[PASSAGE TO READ — start]

Because puppet government is, I believe, the truth of it. Jean-Claude Trichet, a Frenchman, Ollie Rehn, a Finn, and Jose Manuel Barroso, a Portuguese, will do their paymaster's bidding. And their paymaster is, of course, Chancellor Angela Merkel.
In a powerful polemic on the facing page, Frederick Forsyth, who knows Ireland well, writes: "I can confidently predict that Paris, Berlin, Frankfurt and Brussels will consume Mr Kenny for breakfast and spit out the buttons."
I would wish that Forsyth was wrong, but I suspect he is not. I would wish that Enda had the steel, the charisma, the force of personality, and the determi- nation to give our EU masters a
real rattling, but I'm afraid and I suspect that he has not.
What we need now is a Charles Stewart Parnell. What we have is a decent, good, friendly, and well-mannered Irish TD, who has more integrity in his desire to be of public service than have most, but has no real edge.
But even so, and even before the new government is formed, I was a little surprised to read the headline on page 7 of yesterday's Irish Times: 'Kenny sets stage to back away from bond demand.' And the page one lead story in the same newspaper says; 'German Chancellor Angela Merkel has taken a hard line on demands from Mr Kenny for better bailout terms, saying she expects concessions in return for any easing of the EU-IMF deal.' Does this mean that we'll go on playing the EU game by the Frankfurt-Brussels rules, that we'll be good boys, and we'll be pleased to be photographed with Merkel, Sarkozy and the rest, but no more than that? But where does that get us when the chips are down for real? We are on a life support machine controlled by moneylenders, and the terms they impose and the interest rates they charge are dictated by the Frankfurt-based ECB.
Let's not delude ourselves. The ECB's main concern today is not our economic plight, our deflated domestic economy, the businesses that have closed or the jobs that are being lost as consumers lost confidence.

[PASSAGE TO READ — finish]
[DATA LISTING — start]

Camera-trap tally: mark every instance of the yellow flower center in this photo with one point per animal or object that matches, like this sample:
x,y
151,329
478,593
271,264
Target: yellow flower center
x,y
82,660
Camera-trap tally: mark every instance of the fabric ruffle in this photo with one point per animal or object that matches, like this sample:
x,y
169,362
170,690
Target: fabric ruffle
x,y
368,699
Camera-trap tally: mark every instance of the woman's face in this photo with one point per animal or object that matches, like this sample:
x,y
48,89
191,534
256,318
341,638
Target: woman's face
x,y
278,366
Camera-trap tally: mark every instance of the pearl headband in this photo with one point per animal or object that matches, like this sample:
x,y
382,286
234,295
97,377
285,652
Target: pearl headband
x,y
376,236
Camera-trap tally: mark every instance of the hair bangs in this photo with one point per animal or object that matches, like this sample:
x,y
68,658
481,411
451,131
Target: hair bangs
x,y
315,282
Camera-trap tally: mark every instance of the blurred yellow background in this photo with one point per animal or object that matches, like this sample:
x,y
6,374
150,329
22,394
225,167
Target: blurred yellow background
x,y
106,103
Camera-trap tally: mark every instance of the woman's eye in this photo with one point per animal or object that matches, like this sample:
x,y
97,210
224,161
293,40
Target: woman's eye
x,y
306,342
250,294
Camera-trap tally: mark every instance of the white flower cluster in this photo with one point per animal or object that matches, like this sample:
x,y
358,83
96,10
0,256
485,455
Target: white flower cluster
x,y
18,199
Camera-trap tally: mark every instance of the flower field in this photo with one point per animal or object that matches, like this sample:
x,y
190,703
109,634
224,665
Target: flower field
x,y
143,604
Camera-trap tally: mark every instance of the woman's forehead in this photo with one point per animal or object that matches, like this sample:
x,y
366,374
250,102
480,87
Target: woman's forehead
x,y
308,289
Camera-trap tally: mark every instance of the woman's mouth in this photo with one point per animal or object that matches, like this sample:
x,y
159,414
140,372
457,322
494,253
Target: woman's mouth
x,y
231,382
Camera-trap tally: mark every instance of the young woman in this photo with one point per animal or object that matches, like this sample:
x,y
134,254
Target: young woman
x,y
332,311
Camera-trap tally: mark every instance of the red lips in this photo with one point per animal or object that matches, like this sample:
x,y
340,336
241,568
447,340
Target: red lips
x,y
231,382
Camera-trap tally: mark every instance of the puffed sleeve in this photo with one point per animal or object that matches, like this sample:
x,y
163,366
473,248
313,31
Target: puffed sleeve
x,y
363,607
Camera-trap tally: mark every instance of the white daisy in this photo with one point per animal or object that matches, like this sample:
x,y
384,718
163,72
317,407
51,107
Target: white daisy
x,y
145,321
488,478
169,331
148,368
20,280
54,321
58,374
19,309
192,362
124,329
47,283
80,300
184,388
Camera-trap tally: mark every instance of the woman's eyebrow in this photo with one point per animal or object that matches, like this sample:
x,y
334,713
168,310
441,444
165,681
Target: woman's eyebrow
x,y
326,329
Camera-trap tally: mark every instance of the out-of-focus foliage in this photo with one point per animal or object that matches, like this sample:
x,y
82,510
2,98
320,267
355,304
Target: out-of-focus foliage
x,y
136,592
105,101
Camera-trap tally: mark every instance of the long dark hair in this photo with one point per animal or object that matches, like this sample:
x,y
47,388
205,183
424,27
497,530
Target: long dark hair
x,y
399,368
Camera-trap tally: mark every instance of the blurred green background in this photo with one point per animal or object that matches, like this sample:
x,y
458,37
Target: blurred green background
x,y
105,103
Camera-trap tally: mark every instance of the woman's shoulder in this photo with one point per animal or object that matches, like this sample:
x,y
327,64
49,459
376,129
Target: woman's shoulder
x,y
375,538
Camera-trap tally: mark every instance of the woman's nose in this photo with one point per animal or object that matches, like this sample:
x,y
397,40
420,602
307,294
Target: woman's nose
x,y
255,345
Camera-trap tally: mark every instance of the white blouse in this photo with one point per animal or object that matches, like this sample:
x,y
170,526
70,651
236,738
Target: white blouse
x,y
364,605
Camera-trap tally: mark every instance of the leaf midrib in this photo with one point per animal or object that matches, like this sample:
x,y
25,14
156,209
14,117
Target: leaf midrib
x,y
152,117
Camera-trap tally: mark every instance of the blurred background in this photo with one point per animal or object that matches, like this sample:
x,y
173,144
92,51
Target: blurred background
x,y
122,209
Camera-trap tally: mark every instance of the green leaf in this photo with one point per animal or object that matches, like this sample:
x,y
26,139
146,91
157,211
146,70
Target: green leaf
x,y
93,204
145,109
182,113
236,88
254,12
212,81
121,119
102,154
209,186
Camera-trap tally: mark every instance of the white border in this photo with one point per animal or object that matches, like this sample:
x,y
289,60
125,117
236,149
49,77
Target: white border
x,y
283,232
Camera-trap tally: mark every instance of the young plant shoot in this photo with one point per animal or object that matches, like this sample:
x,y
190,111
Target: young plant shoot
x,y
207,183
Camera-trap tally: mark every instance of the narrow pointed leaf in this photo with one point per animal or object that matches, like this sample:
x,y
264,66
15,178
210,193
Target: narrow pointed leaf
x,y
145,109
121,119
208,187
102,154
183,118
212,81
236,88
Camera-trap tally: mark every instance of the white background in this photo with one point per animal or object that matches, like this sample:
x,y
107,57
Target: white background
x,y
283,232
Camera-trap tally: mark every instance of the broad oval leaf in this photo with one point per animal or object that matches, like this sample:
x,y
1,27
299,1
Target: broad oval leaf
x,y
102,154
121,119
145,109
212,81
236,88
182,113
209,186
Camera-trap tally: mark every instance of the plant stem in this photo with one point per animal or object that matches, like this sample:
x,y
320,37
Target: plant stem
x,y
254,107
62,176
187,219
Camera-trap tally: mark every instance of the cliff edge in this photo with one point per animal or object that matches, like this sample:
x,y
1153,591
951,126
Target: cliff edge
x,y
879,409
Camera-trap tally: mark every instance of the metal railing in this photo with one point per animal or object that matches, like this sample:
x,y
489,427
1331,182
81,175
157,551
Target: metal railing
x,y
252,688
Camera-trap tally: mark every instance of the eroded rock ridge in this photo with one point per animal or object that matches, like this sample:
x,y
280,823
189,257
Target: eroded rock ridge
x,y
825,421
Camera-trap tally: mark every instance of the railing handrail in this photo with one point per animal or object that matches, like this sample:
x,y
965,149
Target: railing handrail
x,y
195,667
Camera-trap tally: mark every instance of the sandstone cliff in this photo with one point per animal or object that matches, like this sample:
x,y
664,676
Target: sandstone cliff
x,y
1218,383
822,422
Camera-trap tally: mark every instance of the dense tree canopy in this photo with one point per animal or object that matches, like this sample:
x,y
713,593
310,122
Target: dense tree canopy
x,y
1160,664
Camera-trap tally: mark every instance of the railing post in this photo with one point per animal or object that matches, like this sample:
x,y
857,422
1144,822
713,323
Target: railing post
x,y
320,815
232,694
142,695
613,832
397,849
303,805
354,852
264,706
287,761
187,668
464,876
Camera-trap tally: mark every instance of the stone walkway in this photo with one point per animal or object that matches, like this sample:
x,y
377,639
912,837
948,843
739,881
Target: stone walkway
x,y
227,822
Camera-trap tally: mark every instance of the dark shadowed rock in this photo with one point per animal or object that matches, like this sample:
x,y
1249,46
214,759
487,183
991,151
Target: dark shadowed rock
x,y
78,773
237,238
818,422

[DATA LISTING — finish]

Resume the passage on Enda Kenny and Ireland's EU-IMF bailout terms, starting right after its last sentence about the ECB's main concern.

Lives blighted in this fashion are regarded as the collateral damage of an economic emergency, and the price we must pay for not behaving according to the rules of dogmatic monetarism.
With oil prices soaring again, the ECB's obsessions remain those of Germany: inflation, inflation and inflation. Its principal counter-weapon? As always, interest rates.
Last Friday, Trichet, signalling a possible interest rate rise in April, said: "Strong vigilance is warranted with a view to containing upside risks to price stability."
So that's it. Rates will go up at a time when Ireland can least afford it.
The lessons of 2006-2007, when central banks raised interest rates rapidly to counter a huge surge in oil prices driven by a worldwide boom, have not been learned.
Five years ago, the too-rapid interest rate increases triggered a property price collapse in America and Europe, the nightmare of which still haunts us. To oppose the powerful and merciless EU forces, our small country needs a leader of fanatical conviction, will and courage.
This economic emergency is of disastrous proportions and, ideally, we need an Irish version of Winston Churchill to lead the fight. It is plain that we haven't got such a person right now.
All our anger has been spent on a massive anti-Fianna Fail vote which has, at least, brought about change.
I fear, however, that before long it will be business as usual in the Dail and the political games will go on, and they did last week with the elaborate political choreography masquerading as coalition negotiations.
Am I weary of Irish politics? The answer to that is yes.
Our politicians have entertained us very much recently, but of what real economic use is it all?
Are my views jaundiced and unfair because my own weariness with the political game?
In other words, am I wrong? They may well be so, but I will leave you to be the judge of that. In fact, I hope I'm wrong.